**What to produce**
From the account of the sailing passage below, extract the passage starting with "The Ides of" and going on through "ahead of us.".
*** Opening of Text under study ***
The Ides of March

I hadn’t noted the date that morning or perhaps I wouldn’t have been talked out of my bed quite so easily. We were anchored in Royal Island and planned to sail at first light, heading to the Abacos. But, during the night the wind had started to sing through the rigging. When the alarm went off at 5:45 am, we looked at each other and said “Maybe tomorrow”. A short time later we spoke to friends who were underway already and they reported that the seas were fine. So….. we grabbed our clothes and hauled anchor. We powered through between the Egg Islands and into the North East Providence Channel with a glimpse of two sailboats off in the distance ahead of us.

The Channel was busy with freighter and cruise ship traffic but none of them came close to us. Other than the three sailing vessels, we saw only one other pleasure boat during our passage. Murray had the fishing line out for the complete trip but not a nibble. The seas were very confused, as is usual with this area. The winds were from the south east at 15 knots but the waves seemed to come from two directions – east as well as southeast. The boat tossed and rolled. Murray saw the heel indicator show 15 degrees on one side, then right over to 20 degrees on the opposite side. In the hurry to depart, I had neglected to take any anti-nausea medication. So, my stomach was not really happy with the conditions but as long as I stayed above decks, I was ok.
*** Close of Text under study ***
*** Opening of Data for review ***
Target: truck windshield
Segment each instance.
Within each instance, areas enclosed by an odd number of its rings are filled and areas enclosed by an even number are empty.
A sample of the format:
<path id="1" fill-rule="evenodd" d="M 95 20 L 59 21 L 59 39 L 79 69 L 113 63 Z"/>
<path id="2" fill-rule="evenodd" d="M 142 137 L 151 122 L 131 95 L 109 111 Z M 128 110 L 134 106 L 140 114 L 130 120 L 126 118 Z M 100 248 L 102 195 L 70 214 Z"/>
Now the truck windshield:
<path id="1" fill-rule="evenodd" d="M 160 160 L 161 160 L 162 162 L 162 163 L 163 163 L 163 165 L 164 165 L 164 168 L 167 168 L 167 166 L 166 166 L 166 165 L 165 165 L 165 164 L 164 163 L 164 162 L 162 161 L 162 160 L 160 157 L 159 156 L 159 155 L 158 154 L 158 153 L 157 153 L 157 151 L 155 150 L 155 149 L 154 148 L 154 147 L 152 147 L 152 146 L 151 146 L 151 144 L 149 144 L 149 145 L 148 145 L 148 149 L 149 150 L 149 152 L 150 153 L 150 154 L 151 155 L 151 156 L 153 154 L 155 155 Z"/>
*** Close of Data for review ***
**Response to this task**
The Ides of March

I hadn’t noted the date that morning or perhaps I wouldn’t have been talked out of my bed quite so easily. We were anchored in Royal Island and planned to sail at first light, heading to the Abacos. But, during the night the wind had started to sing through the rigging. When the alarm went off at 5:45 am, we looked at each other and said “Maybe tomorrow”. A short time later we spoke to friends who were underway already and they reported that the seas were fine. So….. we grabbed our clothes and hauled anchor. We powered through between the Egg Islands and into the North East Providence Channel with a glimpse of two sailboats off in the distance ahead of us.